[Task] From the entries below, pick out and copy every line containing the word "black".

□ □ □

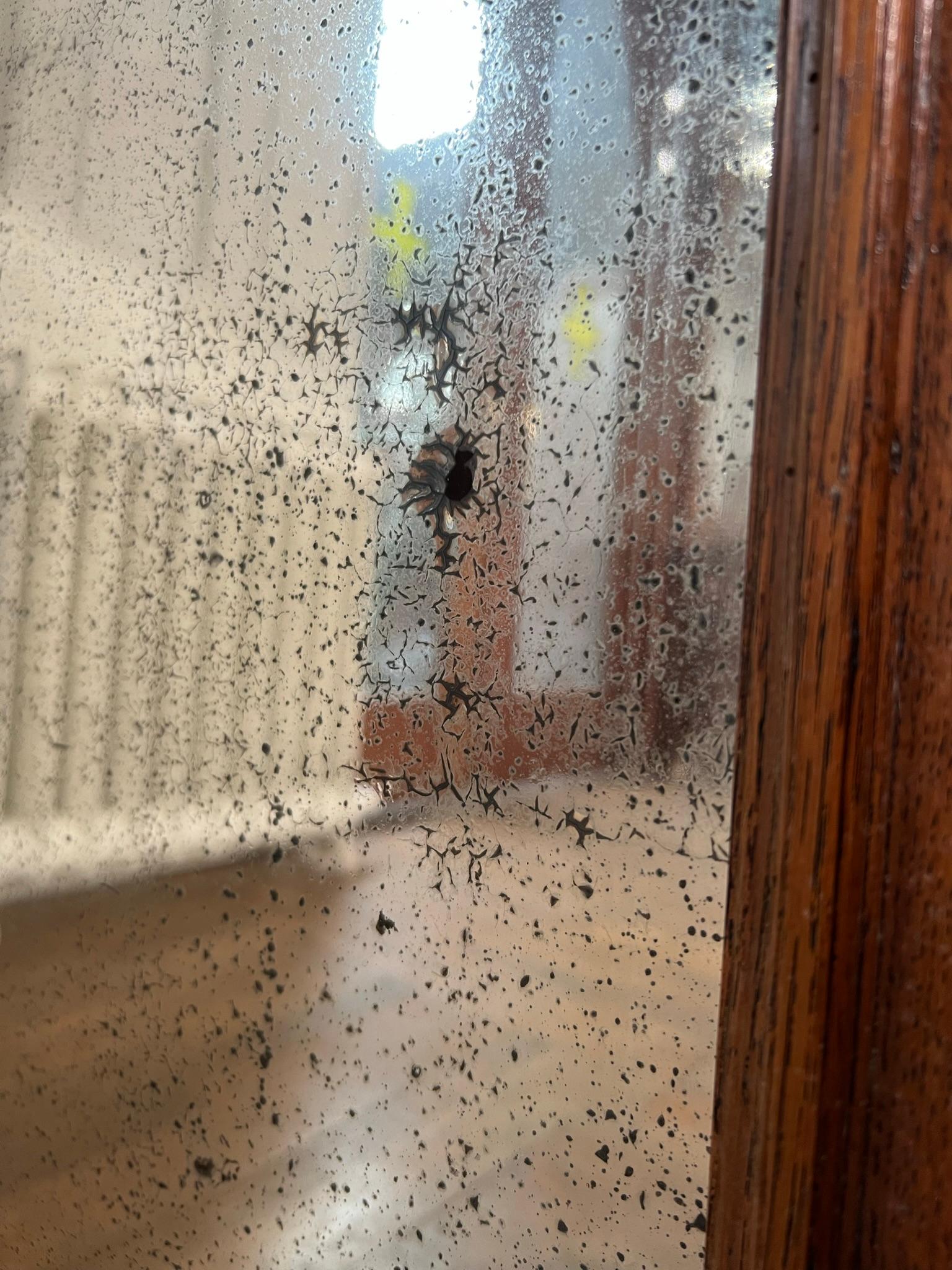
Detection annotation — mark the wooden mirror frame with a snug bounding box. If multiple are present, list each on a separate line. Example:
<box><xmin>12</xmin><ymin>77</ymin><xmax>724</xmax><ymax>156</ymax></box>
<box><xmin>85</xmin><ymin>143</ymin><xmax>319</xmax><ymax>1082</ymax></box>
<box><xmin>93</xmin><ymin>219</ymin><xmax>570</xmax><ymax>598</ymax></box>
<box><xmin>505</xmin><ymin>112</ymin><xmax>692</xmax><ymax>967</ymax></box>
<box><xmin>707</xmin><ymin>0</ymin><xmax>952</xmax><ymax>1270</ymax></box>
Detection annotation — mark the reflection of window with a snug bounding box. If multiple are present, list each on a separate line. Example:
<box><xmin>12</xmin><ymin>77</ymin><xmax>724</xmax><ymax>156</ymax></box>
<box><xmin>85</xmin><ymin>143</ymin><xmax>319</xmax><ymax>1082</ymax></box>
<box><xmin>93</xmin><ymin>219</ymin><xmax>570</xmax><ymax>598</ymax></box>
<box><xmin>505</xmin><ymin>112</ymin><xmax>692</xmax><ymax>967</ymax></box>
<box><xmin>373</xmin><ymin>0</ymin><xmax>482</xmax><ymax>150</ymax></box>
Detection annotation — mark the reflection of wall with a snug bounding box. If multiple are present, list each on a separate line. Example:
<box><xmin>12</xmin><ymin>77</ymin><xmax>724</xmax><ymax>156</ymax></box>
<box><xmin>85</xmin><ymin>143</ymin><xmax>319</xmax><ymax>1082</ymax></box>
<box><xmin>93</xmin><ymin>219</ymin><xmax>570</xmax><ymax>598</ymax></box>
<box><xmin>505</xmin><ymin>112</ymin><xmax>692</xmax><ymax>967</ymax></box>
<box><xmin>0</xmin><ymin>0</ymin><xmax>371</xmax><ymax>885</ymax></box>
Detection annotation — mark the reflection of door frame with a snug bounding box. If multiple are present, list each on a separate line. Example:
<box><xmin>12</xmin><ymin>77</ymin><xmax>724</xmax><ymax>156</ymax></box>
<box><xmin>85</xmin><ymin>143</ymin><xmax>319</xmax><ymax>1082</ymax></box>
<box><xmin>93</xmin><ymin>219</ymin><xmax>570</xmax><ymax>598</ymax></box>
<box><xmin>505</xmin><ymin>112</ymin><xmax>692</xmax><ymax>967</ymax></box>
<box><xmin>707</xmin><ymin>0</ymin><xmax>952</xmax><ymax>1270</ymax></box>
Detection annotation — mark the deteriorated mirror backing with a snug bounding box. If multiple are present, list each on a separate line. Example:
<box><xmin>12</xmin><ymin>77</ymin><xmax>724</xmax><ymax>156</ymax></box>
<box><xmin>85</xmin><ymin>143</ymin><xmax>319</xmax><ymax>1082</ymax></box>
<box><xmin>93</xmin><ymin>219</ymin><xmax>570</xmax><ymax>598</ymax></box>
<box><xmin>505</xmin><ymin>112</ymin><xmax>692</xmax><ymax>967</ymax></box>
<box><xmin>0</xmin><ymin>0</ymin><xmax>775</xmax><ymax>1270</ymax></box>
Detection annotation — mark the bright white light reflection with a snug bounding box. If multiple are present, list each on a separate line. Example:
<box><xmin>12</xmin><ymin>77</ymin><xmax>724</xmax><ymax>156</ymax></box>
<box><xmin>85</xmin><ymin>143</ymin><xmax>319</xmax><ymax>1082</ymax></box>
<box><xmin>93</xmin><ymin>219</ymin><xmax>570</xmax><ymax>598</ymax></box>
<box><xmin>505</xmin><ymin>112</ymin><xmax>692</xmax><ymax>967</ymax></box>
<box><xmin>373</xmin><ymin>0</ymin><xmax>482</xmax><ymax>150</ymax></box>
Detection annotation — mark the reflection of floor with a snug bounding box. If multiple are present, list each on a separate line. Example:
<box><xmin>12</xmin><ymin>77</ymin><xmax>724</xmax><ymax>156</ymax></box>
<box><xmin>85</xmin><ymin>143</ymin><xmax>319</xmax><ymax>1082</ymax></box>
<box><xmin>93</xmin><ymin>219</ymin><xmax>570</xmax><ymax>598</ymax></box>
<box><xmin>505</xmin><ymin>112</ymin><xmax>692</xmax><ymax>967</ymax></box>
<box><xmin>0</xmin><ymin>790</ymin><xmax>725</xmax><ymax>1270</ymax></box>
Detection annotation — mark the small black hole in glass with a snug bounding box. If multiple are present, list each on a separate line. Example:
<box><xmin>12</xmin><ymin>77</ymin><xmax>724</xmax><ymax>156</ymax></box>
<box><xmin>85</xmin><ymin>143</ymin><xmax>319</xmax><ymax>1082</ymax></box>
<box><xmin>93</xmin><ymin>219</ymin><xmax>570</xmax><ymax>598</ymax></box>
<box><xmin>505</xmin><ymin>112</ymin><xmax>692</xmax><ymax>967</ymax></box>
<box><xmin>447</xmin><ymin>450</ymin><xmax>472</xmax><ymax>503</ymax></box>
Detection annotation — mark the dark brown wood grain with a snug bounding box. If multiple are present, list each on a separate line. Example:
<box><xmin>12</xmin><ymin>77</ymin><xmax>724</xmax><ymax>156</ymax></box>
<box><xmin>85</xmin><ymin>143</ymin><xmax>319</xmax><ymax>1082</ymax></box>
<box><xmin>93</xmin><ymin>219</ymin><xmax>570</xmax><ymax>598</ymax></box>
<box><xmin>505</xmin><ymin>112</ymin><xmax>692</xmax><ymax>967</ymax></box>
<box><xmin>707</xmin><ymin>0</ymin><xmax>952</xmax><ymax>1270</ymax></box>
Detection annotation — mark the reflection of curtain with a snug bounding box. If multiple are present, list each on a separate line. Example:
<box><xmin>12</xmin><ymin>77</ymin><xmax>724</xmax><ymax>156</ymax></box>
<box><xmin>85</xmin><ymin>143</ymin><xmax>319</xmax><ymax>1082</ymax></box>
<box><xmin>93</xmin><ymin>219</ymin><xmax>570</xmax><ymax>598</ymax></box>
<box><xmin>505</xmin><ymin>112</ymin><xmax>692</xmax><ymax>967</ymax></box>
<box><xmin>0</xmin><ymin>2</ymin><xmax>368</xmax><ymax>889</ymax></box>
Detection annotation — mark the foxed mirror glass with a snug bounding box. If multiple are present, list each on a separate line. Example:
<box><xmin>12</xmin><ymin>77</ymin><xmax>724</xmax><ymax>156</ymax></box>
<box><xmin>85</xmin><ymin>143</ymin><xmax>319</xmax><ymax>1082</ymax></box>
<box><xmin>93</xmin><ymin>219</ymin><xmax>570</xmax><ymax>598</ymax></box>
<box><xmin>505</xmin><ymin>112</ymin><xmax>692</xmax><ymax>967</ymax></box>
<box><xmin>0</xmin><ymin>0</ymin><xmax>777</xmax><ymax>1270</ymax></box>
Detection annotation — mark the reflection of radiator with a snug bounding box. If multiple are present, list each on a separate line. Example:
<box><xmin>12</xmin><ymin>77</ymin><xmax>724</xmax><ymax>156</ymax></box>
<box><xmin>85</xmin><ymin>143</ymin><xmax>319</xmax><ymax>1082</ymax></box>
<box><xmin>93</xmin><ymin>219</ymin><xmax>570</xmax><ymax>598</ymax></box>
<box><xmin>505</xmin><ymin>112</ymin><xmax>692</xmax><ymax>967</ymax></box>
<box><xmin>0</xmin><ymin>375</ymin><xmax>367</xmax><ymax>904</ymax></box>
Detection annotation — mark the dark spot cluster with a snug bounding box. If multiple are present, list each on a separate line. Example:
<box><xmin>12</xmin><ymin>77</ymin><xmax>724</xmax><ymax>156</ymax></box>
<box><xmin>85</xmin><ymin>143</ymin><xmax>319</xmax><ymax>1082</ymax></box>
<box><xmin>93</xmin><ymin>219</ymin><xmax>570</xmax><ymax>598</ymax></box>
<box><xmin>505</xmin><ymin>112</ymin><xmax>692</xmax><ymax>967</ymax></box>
<box><xmin>0</xmin><ymin>0</ymin><xmax>778</xmax><ymax>1270</ymax></box>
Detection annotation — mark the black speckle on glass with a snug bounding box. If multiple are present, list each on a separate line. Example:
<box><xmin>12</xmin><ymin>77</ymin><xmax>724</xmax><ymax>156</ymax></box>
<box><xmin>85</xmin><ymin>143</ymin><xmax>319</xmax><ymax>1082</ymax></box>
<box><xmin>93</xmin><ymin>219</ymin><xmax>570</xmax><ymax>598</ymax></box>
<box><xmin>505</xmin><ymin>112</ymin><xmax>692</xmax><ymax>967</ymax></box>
<box><xmin>0</xmin><ymin>0</ymin><xmax>777</xmax><ymax>1270</ymax></box>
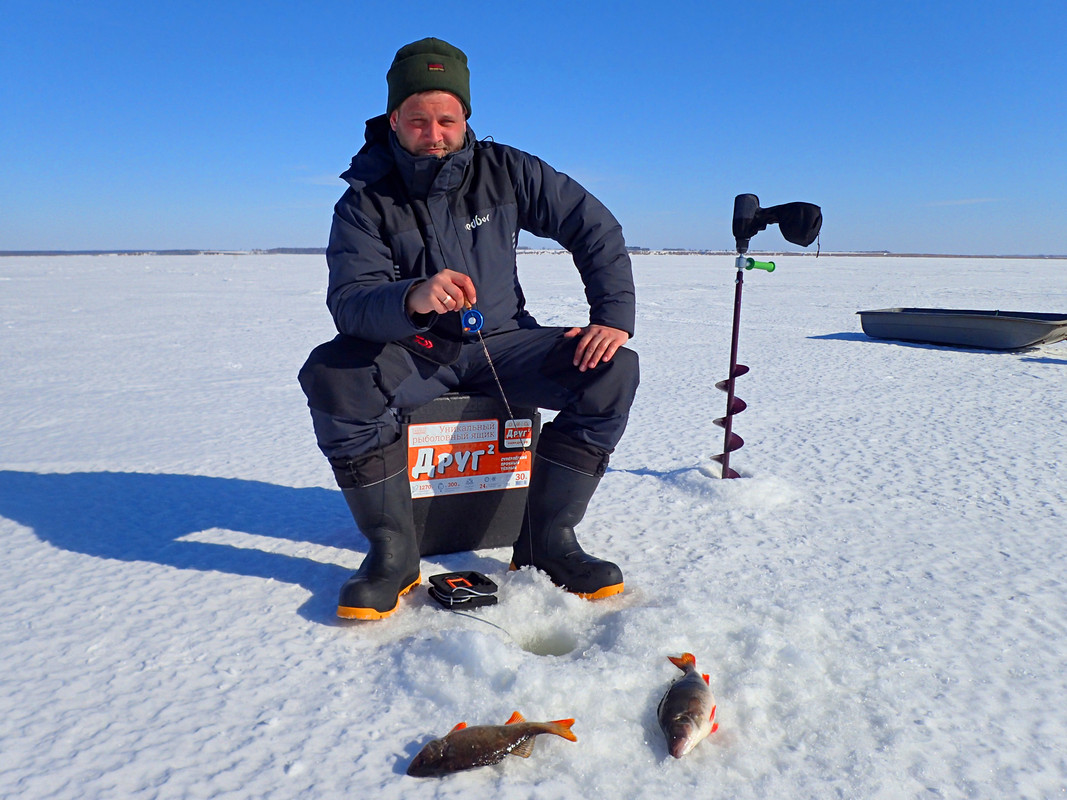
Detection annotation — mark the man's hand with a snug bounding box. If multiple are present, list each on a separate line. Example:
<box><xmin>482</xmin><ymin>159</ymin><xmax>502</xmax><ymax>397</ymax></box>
<box><xmin>405</xmin><ymin>270</ymin><xmax>477</xmax><ymax>317</ymax></box>
<box><xmin>563</xmin><ymin>325</ymin><xmax>630</xmax><ymax>372</ymax></box>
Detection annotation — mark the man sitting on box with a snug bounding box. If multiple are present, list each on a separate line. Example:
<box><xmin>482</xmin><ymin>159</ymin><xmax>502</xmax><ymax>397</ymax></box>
<box><xmin>300</xmin><ymin>38</ymin><xmax>638</xmax><ymax>620</ymax></box>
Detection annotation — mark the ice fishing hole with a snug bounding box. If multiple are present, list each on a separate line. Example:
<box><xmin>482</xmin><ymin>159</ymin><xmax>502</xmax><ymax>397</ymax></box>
<box><xmin>515</xmin><ymin>628</ymin><xmax>578</xmax><ymax>656</ymax></box>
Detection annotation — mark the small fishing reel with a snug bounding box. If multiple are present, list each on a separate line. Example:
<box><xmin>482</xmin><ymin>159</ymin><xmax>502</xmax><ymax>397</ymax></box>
<box><xmin>460</xmin><ymin>308</ymin><xmax>485</xmax><ymax>333</ymax></box>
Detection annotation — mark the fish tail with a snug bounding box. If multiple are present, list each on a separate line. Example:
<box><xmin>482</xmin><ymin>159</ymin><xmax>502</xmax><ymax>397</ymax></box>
<box><xmin>667</xmin><ymin>653</ymin><xmax>697</xmax><ymax>672</ymax></box>
<box><xmin>545</xmin><ymin>719</ymin><xmax>578</xmax><ymax>741</ymax></box>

□ □ □

[Written reply]
Detection annotation — mark the small black hole in glass with a snug bounding box. If multiple are present, list each on a separate line. Example:
Detection annotation — mark the black speckle on glass with a snug bounding box. If multiple are present, list each on a separate line. Example:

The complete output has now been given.